● **AIM OF THE TASK**: Copy out the data below with every "Coordinates" replaced by "Locations", changing nothing else.

● **SUPPLIED MATERIAL**:

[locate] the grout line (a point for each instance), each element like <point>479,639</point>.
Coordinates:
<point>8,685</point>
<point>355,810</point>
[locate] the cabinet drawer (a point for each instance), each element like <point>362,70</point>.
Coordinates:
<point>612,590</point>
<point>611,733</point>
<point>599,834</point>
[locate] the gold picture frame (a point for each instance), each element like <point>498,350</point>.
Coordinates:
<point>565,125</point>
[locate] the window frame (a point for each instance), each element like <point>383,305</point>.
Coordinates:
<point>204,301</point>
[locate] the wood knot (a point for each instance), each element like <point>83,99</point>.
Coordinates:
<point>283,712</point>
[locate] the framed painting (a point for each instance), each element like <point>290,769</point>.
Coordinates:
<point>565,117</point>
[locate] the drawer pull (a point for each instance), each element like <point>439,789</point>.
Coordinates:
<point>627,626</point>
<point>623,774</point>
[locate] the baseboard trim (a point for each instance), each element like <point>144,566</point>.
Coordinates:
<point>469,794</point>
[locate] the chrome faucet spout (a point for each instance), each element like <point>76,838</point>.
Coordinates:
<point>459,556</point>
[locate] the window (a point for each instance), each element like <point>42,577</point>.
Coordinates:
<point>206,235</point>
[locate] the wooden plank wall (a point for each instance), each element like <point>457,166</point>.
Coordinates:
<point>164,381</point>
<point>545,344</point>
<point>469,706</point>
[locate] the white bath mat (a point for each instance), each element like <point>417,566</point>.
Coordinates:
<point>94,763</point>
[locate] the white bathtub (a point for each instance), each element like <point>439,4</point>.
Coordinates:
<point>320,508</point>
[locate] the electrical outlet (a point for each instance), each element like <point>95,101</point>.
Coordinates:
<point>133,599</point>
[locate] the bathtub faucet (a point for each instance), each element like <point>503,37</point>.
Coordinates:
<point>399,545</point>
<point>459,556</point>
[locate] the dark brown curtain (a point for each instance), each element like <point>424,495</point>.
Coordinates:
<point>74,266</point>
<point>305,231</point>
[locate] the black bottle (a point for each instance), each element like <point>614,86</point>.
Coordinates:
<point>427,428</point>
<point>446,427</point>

● **RESPONSE TO THIS TASK**:
[locate] the grout line (a point for each instance), each element like <point>479,639</point>.
Locations:
<point>8,685</point>
<point>355,810</point>
[locate] the cabinet drawer (a point for each instance), each element like <point>362,70</point>.
Locations:
<point>612,590</point>
<point>611,733</point>
<point>599,834</point>
[locate] the gold picture frame (a point for each instance), each element like <point>498,350</point>.
Locations:
<point>565,125</point>
[locate] the window frame (a point for each instance), each element like <point>383,305</point>.
Locations:
<point>204,301</point>
[locate] the wood knot (a point for each instance), each element like <point>83,99</point>.
Locations:
<point>283,712</point>
[locate] the framed painting (a point for each instance), each element like <point>290,769</point>.
Locations:
<point>565,117</point>
[locate] the drawer pull (a point for each instance), each element like <point>439,789</point>.
Locations:
<point>627,626</point>
<point>623,774</point>
[locate] the baseboard trim (a point for each instance), each element like <point>144,566</point>.
Locations:
<point>469,794</point>
[locate] the chrome faucet spout (a point for each instance), each element like <point>76,838</point>.
Locations:
<point>459,556</point>
[locate] the window (a point for each instance), each element like <point>42,577</point>.
Locations:
<point>206,235</point>
[locate] the wooden plank wall (a point for each instance), each element like <point>457,166</point>.
Locations:
<point>164,381</point>
<point>545,344</point>
<point>469,706</point>
[locate] the white bath mat (a point for each instance), each element like <point>417,566</point>.
Locations:
<point>94,763</point>
[locate] the white bathtub (a point for each instance), each element like <point>439,4</point>.
Locations:
<point>320,508</point>
[locate] the electrical outlet (a point for each instance), each element like <point>95,101</point>.
Locations:
<point>133,599</point>
[locate] the bathtub faucet (a point for each instance), each element like <point>503,37</point>.
Locations:
<point>399,545</point>
<point>459,556</point>
[locate] the dark brown curtain (a point for each instance), each element like <point>424,495</point>.
Locations:
<point>74,266</point>
<point>305,231</point>
[locate] the black bottle (a point for each instance), each element like <point>614,86</point>.
Locations:
<point>427,428</point>
<point>446,427</point>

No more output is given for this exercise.